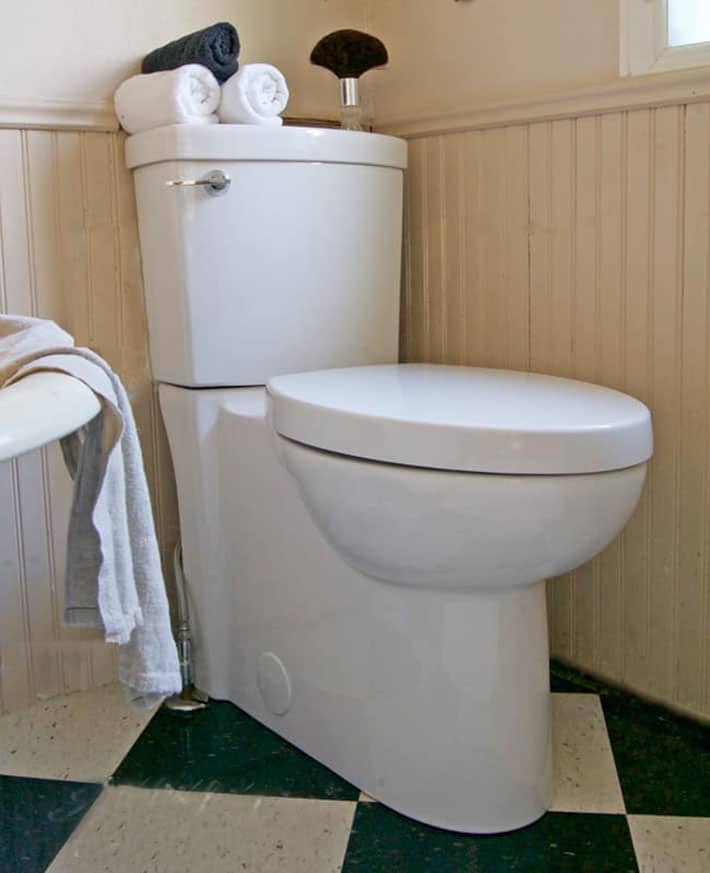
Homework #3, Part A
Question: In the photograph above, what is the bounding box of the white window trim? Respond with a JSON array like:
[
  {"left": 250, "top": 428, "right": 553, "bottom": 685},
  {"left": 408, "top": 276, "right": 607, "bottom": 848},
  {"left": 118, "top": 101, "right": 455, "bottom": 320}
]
[{"left": 620, "top": 0, "right": 710, "bottom": 76}]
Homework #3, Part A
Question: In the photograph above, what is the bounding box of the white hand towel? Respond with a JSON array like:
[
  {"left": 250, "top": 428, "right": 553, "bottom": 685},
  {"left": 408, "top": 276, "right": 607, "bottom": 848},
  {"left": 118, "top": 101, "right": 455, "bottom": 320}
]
[
  {"left": 0, "top": 316, "right": 182, "bottom": 709},
  {"left": 218, "top": 64, "right": 289, "bottom": 126},
  {"left": 113, "top": 64, "right": 220, "bottom": 133}
]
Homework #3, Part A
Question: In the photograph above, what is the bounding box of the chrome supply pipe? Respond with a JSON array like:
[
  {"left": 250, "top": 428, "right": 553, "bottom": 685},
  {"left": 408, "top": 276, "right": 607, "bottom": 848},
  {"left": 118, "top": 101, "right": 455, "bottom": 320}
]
[{"left": 164, "top": 540, "right": 209, "bottom": 712}]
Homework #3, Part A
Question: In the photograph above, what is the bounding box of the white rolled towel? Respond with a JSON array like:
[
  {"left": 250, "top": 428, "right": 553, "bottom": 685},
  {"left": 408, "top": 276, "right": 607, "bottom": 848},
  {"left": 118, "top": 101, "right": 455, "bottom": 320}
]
[
  {"left": 113, "top": 64, "right": 221, "bottom": 133},
  {"left": 218, "top": 64, "right": 288, "bottom": 126}
]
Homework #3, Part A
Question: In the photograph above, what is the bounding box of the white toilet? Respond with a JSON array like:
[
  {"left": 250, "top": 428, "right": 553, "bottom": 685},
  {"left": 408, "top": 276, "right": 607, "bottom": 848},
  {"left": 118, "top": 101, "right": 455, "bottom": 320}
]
[{"left": 127, "top": 125, "right": 652, "bottom": 833}]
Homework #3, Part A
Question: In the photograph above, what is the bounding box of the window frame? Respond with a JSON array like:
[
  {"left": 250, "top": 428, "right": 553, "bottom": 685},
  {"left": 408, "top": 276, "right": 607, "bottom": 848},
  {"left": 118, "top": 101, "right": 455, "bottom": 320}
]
[{"left": 620, "top": 0, "right": 710, "bottom": 76}]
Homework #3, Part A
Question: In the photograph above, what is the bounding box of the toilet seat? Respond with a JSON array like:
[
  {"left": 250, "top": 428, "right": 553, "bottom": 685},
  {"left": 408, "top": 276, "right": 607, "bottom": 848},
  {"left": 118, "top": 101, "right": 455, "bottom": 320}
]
[{"left": 267, "top": 364, "right": 653, "bottom": 475}]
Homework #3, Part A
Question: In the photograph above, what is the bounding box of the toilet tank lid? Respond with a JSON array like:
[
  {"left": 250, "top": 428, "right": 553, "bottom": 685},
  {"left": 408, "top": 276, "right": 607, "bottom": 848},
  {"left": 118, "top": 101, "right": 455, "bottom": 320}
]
[
  {"left": 126, "top": 124, "right": 407, "bottom": 169},
  {"left": 267, "top": 364, "right": 653, "bottom": 475}
]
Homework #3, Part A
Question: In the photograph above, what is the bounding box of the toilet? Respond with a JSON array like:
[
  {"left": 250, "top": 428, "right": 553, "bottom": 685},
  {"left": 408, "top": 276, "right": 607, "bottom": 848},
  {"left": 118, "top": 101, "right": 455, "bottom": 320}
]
[{"left": 126, "top": 125, "right": 652, "bottom": 833}]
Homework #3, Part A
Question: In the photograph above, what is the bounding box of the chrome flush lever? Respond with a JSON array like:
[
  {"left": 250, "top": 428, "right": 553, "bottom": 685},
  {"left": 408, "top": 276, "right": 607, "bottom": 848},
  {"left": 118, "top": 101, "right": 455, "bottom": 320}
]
[{"left": 165, "top": 170, "right": 232, "bottom": 197}]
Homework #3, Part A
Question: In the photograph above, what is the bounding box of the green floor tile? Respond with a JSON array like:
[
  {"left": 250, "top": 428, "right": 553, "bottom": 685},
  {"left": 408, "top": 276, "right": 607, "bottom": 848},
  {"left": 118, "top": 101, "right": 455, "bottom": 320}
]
[
  {"left": 602, "top": 693, "right": 710, "bottom": 817},
  {"left": 0, "top": 776, "right": 101, "bottom": 873},
  {"left": 550, "top": 659, "right": 607, "bottom": 694},
  {"left": 111, "top": 700, "right": 359, "bottom": 800},
  {"left": 342, "top": 803, "right": 638, "bottom": 873}
]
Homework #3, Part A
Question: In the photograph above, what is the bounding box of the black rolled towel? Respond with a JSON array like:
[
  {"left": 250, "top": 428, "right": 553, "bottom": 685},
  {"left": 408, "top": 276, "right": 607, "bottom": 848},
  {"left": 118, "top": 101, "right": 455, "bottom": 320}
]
[{"left": 141, "top": 21, "right": 240, "bottom": 84}]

----

• [SHORT PROBLEM]
From the rows above, keep only the lines that contain the string "chrome", matching case exactly, and list them.

• [EXERCISE OUTPUT]
Question: In the photograph above, what is the bounding box of the chrome supply pipe? Respond with a JSON array like:
Question: In the photograph above, what is the bounding box of the chrome flush lever? Respond with a JSON array like:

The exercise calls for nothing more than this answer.